[Arbeitsauftrag A]:
Beantworten Sie anhand des Textauszugs die folgenden Fragen:
(i) Wie bewegte er sich über den Teppich?
(ii) Wonach roch der Duft, der ihm anhaftet?
(iii) Worauf rollte die Feuerwalze zu?
[Arbeitsauftrag B]:
Übertragen Sie einen Abschnitt des Textauszugs wortgetreu: Beginnen Sie bei den Worten „Erregung (8) Er“, und enden Sie nach den Worten „Wir traten an.“.
[Arbeitsauftrag C]:
Entscheiden Sie, ob die folgenden Aussagen mit dem Textauszug übereinstimmen, und belegen Sie jede Antwort mit einem wörtlichen Zitat:
(i) Der Duft war süßlich.
(ii) Er erhob sich so behutsam vom Stuhl, dass es zunächst unbemerkt blieb.
(iii) Die Feuerwalze rollte auf die ersten Gräben zu.

:: Textauszug

Erregung (8) Er hatte sich von seinem Stuhl erhoben, so behutsam, daß ich es nicht sogleich bemerkte. Er schlich leise wie eine Katze über den Teppich, schritt mir im Rücken vorüber, so daß mich der Duft, der ihm anhaftet, streifte. Irgendein sonderbarer Ruch von Vanille und Urwaldhölzern; vielleicht nur eine Verdünnung von Bergamotteöl, unscharf, doch nicht süßlich. Dies und sein Verhalten erregte mich, so daß ich mehr verschwommen als klar empfand. Bereitwillig vergaß ich, daß wir uns fremd sind. Ich hätte in jenem Augenblick geleugnet, daß sich sumpfige Bezirke des Unvermutbaren vor mir ausdehnen könnten. - (jah)

Erregung (9) Der große Augenblick war gekommen. Die Feuerwalze rollte auf die ersten Gräben zu. Wir traten an.

::::
:: Gespeicherte Datensätze

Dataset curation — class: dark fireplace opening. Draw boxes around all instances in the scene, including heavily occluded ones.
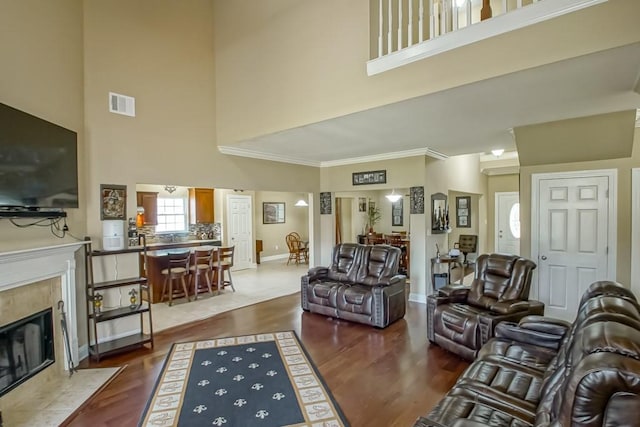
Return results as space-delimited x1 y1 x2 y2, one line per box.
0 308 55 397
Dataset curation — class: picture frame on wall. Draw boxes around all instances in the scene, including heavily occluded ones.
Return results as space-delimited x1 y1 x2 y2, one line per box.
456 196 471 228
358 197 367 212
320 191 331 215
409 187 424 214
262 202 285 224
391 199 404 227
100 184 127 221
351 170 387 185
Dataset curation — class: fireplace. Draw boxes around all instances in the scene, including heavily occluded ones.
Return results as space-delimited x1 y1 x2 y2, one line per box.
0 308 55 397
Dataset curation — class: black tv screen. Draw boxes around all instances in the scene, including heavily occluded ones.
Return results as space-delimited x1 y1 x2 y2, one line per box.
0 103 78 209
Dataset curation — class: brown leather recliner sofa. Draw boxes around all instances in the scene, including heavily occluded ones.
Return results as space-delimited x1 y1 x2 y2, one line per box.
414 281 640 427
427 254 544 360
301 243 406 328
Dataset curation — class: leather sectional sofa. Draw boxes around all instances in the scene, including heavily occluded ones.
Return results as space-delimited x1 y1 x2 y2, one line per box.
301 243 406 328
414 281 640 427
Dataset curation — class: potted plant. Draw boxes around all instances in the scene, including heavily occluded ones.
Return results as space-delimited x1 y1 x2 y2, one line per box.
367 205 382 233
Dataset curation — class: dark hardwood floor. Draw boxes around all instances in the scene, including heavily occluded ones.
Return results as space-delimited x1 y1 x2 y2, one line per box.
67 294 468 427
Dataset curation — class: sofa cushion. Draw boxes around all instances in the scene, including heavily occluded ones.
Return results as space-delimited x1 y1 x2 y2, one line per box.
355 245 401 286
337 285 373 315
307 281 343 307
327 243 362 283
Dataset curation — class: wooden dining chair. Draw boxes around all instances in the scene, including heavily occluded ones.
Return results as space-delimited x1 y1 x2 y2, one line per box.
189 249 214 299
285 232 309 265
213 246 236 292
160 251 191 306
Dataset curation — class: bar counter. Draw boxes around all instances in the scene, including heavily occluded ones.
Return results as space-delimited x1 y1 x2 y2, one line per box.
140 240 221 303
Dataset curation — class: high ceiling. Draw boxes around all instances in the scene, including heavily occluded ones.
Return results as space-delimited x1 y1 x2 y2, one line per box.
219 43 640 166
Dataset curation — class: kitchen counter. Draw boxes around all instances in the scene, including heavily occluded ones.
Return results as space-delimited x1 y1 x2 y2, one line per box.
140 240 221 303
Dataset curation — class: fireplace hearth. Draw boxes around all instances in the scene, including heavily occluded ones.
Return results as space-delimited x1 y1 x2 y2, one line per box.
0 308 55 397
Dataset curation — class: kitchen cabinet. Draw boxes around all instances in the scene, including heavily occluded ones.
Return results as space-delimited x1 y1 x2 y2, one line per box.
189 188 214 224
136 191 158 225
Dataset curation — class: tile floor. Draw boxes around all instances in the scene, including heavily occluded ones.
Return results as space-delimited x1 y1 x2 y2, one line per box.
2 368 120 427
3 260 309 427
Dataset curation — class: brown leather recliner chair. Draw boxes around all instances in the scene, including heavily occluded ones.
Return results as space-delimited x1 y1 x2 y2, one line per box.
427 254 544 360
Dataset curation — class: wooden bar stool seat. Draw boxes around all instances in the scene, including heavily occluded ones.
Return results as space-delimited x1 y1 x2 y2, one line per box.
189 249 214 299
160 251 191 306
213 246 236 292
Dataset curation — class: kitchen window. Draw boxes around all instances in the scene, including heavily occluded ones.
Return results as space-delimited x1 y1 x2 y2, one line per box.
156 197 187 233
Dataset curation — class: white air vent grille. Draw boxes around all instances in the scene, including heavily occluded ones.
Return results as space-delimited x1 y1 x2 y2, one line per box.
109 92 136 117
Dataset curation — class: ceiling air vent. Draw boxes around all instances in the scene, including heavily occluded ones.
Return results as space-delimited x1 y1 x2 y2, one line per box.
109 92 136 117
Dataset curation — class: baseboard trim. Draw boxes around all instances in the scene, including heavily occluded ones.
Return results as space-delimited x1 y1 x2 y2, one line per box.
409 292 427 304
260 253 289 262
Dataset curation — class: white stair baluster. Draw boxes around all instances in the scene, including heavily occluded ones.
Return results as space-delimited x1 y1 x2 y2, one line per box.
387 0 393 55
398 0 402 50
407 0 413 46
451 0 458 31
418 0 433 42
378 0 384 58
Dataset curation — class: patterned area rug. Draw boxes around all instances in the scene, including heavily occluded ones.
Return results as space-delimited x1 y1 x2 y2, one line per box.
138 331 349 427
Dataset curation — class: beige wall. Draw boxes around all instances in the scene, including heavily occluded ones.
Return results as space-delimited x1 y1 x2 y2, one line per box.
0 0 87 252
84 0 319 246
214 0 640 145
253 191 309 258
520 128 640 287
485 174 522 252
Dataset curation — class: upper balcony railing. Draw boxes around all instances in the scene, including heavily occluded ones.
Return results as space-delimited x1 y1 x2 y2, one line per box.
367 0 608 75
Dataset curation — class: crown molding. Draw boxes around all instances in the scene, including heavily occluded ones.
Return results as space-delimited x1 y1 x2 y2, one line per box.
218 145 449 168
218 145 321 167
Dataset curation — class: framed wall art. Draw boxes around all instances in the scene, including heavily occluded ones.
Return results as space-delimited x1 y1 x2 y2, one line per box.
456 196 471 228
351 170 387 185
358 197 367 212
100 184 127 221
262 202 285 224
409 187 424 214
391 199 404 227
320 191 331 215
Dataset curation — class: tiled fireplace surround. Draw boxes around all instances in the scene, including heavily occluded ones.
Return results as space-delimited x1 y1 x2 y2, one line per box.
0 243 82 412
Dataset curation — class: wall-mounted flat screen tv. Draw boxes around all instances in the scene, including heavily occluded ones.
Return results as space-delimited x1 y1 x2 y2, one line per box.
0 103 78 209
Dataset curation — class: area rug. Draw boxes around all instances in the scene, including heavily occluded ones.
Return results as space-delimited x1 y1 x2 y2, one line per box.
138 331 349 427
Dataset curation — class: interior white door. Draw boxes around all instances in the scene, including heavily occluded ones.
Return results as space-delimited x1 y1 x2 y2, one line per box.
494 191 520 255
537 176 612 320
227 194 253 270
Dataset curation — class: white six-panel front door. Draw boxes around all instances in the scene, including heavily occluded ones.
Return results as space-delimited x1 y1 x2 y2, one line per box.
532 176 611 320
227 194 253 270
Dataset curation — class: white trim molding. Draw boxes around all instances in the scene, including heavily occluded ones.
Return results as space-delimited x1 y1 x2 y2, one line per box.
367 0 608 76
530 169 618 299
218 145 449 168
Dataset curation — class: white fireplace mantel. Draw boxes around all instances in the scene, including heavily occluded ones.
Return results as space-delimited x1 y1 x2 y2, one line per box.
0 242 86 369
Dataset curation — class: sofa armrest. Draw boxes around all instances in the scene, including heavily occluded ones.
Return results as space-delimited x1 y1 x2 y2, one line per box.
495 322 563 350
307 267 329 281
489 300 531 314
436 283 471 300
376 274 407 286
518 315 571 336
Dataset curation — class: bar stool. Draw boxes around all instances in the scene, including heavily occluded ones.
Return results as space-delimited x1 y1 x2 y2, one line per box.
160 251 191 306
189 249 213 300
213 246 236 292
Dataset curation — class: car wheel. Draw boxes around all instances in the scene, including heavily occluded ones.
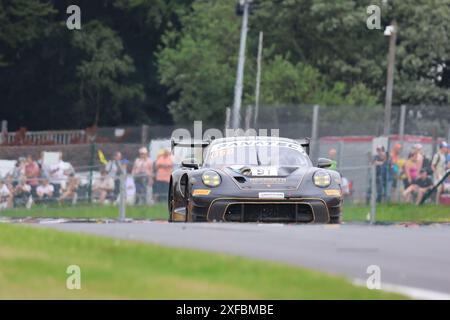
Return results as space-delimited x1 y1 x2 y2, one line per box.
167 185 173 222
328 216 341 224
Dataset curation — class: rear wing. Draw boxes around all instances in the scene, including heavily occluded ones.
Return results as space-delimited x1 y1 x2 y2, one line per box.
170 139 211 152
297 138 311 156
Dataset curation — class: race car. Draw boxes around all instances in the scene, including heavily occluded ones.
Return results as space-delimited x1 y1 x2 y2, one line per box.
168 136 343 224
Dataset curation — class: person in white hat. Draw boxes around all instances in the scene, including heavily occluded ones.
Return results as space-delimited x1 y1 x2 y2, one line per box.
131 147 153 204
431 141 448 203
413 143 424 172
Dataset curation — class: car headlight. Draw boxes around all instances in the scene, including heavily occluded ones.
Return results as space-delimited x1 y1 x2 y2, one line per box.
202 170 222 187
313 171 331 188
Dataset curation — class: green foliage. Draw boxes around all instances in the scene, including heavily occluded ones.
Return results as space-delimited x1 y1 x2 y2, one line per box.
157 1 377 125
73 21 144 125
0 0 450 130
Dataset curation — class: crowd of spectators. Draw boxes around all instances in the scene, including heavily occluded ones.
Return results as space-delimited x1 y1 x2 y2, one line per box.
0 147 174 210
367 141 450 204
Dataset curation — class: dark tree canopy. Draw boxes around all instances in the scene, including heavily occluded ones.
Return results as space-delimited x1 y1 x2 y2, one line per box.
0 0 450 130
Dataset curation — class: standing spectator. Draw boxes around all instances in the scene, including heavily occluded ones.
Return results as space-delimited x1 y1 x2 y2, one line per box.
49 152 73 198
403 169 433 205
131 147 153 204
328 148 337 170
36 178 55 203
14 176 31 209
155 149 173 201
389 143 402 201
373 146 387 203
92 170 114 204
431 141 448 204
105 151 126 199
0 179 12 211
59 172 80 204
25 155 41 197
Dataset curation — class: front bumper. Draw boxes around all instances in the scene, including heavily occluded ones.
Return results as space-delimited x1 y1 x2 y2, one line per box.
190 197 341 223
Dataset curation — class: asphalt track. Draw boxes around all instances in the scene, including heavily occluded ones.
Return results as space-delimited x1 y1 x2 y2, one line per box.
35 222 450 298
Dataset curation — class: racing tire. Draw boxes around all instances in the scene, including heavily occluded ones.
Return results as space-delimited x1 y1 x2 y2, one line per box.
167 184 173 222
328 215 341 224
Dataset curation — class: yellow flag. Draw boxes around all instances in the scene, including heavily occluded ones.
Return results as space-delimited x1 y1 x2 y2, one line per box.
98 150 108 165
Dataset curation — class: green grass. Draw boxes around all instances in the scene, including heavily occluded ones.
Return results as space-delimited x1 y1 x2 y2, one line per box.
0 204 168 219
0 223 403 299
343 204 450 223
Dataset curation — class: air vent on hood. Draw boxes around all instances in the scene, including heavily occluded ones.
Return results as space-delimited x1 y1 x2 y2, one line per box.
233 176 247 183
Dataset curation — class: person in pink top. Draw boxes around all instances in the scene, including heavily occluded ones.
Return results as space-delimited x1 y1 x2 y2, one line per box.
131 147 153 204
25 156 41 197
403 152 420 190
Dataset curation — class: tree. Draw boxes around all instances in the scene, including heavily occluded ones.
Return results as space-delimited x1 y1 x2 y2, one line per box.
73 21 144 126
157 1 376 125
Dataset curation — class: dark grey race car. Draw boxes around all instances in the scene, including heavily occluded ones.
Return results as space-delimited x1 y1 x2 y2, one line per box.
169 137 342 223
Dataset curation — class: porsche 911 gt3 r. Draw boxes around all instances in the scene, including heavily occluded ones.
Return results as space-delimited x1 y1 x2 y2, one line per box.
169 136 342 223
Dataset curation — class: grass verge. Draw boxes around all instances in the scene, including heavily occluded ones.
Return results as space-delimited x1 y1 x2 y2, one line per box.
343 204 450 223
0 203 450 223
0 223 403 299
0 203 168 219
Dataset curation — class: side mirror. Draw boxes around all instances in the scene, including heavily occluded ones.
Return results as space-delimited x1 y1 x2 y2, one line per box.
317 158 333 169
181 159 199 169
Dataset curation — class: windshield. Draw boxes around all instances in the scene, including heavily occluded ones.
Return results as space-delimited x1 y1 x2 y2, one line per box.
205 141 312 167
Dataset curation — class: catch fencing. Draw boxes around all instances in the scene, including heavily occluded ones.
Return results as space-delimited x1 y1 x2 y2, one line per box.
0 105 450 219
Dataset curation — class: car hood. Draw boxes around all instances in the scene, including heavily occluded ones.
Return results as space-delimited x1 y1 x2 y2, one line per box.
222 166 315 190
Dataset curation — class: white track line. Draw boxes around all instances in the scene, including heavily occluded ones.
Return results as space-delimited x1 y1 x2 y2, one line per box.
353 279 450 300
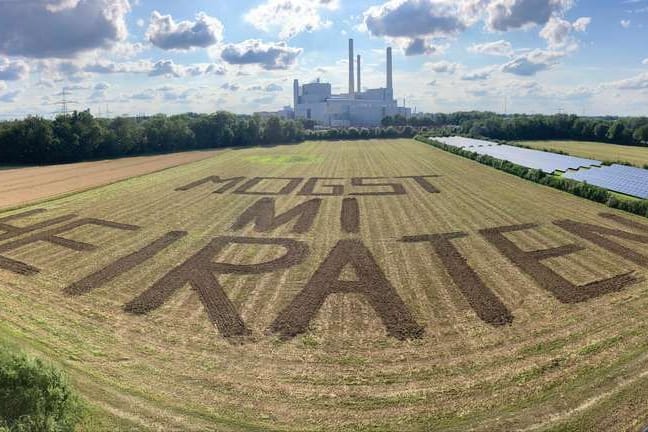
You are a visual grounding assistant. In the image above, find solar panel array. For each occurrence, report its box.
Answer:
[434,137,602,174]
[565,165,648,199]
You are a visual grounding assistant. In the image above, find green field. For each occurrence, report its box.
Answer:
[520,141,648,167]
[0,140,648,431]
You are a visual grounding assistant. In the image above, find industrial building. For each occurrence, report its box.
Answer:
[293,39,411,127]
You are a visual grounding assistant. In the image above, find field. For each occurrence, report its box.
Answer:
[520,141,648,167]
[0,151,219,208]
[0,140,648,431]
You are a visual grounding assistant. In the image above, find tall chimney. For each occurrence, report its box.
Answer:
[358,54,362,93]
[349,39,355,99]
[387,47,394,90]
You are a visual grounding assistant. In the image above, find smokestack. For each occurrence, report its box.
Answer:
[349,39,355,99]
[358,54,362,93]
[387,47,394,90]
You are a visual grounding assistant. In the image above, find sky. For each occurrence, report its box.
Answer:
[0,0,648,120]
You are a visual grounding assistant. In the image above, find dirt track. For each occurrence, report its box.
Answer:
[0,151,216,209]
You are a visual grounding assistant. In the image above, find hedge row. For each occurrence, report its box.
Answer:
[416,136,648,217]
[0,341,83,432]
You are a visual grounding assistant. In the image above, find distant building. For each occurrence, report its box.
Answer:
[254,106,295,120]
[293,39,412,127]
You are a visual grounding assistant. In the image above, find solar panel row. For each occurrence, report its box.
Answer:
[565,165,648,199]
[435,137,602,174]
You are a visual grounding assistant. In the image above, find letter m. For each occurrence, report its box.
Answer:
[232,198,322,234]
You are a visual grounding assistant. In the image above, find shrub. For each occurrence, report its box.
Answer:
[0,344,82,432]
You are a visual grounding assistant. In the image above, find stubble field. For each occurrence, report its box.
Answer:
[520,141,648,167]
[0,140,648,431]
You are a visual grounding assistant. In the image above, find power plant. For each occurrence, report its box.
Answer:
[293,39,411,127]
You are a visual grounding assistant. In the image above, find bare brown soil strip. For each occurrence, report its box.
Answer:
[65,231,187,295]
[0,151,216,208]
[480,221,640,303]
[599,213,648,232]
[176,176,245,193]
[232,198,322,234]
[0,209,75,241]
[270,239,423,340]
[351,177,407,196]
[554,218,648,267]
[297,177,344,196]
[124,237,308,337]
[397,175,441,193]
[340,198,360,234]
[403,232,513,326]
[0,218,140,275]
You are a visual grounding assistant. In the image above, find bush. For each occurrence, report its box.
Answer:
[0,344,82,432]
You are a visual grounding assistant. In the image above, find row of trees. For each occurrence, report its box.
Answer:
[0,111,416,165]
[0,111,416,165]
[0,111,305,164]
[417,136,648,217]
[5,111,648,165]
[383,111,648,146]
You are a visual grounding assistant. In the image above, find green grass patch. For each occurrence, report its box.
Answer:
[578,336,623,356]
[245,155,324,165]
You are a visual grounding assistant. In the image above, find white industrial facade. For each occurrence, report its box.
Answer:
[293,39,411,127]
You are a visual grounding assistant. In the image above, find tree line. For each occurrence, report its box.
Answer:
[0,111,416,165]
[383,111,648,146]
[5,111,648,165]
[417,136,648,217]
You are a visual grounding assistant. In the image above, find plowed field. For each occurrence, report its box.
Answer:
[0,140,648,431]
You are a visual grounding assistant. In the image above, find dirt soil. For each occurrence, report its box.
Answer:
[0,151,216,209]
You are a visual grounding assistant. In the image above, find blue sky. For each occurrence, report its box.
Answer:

::::

[Lösung A]:
(i) Er schlich leise wie eine Katze.
(ii) Nach Vanille und Urwaldhölzern.
(iii) Auf die ersten Gräben.

[Lösung B]:
Erregung (8) Er hatte sich von seinem Stuhl erhoben, so behutsam, daß ich es nicht sogleich bemerkte. Er schlich leise wie eine Katze über den Teppich, schritt mir im Rücken vorüber, so daß mich der Duft, der ihm anhaftet, streifte. Irgendein sonderbarer Ruch von Vanille und Urwaldhölzern; vielleicht nur eine Verdünnung von Bergamotteöl, unscharf, doch nicht süßlich. Dies und sein Verhalten erregte mich, so daß ich mehr verschwommen als klar empfand. Bereitwillig vergaß ich, daß wir uns fremd sind. Ich hätte in jenem Augenblick geleugnet, daß sich sumpfige Bezirke des Unvermutbaren vor mir ausdehnen könnten. - (jah)

Erregung (9) Der große Augenblick war gekommen. Die Feuerwalze rollte auf die ersten Gräben zu. Wir traten an.

[Lösung C]:
(i) Nein: „unscharf, doch nicht süßlich“
(ii) Ja: „so behutsam, daß ich es nicht sogleich bemerkte“
(iii) Ja: „Die Feuerwalze rollte auf die ersten Gräben zu.“